- _Dataset excerpts_
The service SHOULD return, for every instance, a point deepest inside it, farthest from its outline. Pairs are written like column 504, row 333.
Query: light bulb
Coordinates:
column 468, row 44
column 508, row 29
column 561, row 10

- _Task_
Reproduce the material above word for word, every line in its original order.

- _Result below_
The service SHOULD return, for every instance, a point deepest inside it, farthest from its outline. Pairs are written like column 504, row 333.
Query: light bulb
Coordinates:
column 468, row 44
column 508, row 29
column 561, row 10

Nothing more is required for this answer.